Rewrite every line of the records below, requests included, and shift each x and y coordinate in the answers by -53. Leave all other lines unchanged.

-----

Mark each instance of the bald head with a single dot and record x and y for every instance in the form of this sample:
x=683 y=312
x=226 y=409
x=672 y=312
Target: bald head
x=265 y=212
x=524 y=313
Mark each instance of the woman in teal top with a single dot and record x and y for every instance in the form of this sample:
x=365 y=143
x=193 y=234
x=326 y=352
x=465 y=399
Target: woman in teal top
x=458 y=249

-----

SOLUTION:
Mark each instance of the bald head with a single dot and record x and y for every instance in the form of this sample:
x=683 y=312
x=226 y=409
x=672 y=312
Target: bald head
x=212 y=159
x=471 y=260
Mark each instance of the woman in teal top with a single dot and record x and y for every instance in the form of this sample:
x=365 y=143
x=193 y=234
x=326 y=352
x=465 y=399
Target: woman in teal top
x=405 y=196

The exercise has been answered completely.